▸ WRITTEN REQUEST: Reproduce only the rows starting with the line that contains "of the champagne" and going on through the line that contains "(1144, 385)", requests included. Multiply every coordinate in the answers by 0.4 and round each result to a whole number, with halves rounded up.

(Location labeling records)
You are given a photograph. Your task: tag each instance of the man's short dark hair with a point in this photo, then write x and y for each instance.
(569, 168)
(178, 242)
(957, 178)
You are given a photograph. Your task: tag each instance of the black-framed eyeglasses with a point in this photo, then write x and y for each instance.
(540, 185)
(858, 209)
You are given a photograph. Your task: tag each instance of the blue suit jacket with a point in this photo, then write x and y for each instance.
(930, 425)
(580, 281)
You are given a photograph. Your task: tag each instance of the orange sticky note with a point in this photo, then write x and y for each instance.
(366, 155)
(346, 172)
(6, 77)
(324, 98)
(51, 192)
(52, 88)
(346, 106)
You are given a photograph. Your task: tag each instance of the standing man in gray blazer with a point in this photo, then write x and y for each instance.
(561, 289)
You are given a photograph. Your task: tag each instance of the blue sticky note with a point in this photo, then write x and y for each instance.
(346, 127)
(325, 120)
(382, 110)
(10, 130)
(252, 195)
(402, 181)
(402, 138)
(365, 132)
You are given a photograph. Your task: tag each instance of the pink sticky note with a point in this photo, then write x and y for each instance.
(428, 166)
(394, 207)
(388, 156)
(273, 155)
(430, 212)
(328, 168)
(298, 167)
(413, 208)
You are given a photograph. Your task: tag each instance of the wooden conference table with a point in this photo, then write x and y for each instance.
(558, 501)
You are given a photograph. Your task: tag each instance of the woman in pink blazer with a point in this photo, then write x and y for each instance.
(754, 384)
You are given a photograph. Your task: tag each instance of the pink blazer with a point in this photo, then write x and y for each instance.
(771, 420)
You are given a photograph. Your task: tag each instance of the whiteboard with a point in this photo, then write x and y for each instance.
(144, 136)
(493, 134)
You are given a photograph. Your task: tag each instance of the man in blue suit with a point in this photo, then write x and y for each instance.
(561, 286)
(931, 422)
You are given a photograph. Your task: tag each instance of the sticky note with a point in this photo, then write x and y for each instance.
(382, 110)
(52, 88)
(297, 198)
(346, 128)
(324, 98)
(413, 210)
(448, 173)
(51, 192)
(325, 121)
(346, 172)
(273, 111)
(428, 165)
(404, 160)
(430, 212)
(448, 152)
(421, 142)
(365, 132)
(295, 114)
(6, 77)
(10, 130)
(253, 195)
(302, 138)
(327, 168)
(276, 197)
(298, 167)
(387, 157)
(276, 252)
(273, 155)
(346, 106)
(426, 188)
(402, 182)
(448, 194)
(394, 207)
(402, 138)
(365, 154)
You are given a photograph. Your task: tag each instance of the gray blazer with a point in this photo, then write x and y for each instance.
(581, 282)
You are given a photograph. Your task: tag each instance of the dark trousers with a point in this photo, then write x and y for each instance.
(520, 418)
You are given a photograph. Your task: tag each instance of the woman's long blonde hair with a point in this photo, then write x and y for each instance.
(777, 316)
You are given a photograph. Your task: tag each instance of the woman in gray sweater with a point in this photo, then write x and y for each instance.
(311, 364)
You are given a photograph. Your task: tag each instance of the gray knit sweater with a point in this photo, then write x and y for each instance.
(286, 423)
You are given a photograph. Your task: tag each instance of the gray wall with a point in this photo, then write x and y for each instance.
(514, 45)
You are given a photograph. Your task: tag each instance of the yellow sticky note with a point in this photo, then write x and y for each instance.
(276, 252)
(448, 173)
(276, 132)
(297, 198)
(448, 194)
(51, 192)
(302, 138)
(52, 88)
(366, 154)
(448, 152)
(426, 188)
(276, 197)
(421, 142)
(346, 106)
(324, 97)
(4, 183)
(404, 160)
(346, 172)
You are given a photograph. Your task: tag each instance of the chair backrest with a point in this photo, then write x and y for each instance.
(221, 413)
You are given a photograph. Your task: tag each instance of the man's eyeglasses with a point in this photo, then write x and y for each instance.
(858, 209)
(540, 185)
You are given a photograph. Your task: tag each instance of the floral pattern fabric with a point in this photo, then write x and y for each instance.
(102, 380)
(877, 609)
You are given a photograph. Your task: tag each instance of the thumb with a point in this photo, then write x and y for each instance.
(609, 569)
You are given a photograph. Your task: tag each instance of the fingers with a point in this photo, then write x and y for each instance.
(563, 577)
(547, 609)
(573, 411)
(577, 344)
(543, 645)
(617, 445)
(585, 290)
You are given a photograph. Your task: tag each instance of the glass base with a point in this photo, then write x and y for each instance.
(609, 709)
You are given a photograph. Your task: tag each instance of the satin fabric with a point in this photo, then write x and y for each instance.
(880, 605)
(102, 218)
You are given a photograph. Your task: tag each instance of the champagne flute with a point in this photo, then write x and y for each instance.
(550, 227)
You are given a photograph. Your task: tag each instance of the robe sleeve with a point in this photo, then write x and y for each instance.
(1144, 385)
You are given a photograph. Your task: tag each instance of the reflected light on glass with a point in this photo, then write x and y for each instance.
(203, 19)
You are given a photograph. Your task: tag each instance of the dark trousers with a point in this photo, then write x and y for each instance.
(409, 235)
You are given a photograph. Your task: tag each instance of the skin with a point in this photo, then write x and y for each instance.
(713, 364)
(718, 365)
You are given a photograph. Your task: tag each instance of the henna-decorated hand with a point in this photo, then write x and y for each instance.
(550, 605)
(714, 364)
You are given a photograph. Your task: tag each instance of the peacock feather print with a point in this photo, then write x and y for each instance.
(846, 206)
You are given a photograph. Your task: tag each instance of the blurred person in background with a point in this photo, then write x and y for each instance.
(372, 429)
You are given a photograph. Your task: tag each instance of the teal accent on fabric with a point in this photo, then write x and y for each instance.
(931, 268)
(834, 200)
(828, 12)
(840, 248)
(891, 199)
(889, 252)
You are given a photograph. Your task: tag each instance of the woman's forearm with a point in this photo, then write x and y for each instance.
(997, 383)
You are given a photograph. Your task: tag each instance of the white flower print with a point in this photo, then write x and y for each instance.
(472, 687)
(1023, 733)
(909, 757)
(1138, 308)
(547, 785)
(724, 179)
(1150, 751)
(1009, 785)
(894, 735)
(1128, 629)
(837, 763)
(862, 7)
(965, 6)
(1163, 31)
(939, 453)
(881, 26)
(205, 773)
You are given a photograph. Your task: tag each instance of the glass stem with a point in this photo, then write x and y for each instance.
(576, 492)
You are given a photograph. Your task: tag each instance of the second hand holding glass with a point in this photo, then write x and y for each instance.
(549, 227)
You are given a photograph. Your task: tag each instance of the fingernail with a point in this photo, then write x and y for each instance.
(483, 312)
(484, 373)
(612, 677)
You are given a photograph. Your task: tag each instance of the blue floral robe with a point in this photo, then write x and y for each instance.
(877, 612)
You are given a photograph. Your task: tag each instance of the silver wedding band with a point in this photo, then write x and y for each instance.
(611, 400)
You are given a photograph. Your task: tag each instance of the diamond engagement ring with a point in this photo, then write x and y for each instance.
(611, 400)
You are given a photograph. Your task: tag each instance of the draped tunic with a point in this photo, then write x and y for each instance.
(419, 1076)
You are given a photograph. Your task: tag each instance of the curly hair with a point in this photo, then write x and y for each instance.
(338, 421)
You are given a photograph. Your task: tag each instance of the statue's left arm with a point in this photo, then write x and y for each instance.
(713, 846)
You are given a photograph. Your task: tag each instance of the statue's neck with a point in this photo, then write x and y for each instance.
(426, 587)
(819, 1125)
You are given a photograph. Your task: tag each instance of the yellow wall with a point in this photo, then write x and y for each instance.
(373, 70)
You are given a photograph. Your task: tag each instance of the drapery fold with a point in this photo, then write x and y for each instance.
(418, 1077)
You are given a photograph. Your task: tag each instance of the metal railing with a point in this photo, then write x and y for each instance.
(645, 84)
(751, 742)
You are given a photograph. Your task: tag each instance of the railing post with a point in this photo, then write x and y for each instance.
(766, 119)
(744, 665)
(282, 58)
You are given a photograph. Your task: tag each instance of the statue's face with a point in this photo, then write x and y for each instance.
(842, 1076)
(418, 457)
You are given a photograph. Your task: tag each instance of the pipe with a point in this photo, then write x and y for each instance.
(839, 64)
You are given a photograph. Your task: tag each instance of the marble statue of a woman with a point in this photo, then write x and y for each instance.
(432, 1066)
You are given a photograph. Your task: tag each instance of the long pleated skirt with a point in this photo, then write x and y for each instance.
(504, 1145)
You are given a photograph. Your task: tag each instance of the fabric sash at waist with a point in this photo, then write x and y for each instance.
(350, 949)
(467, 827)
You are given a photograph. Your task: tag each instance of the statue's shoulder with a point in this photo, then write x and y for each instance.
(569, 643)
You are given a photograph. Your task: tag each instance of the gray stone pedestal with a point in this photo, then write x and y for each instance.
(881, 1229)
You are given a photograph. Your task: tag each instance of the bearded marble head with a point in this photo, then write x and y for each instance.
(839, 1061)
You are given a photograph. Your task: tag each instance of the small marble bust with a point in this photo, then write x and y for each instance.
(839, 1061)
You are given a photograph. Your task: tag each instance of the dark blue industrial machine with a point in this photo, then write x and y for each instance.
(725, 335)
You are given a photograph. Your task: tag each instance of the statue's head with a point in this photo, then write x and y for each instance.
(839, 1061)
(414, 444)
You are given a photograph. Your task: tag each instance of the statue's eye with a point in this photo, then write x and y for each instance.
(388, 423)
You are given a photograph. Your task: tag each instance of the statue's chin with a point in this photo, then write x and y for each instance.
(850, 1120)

▸ RESPONSE TO THE TASK:
You are given a photograph. Your task: tag each instance of the champagne flute with a point in this photo, then write x and y for each instance.
(220, 91)
You are given a photograph. Your task: tag each instance of the robe sleeve with a point in this photo, then write x and y for each instance.
(458, 154)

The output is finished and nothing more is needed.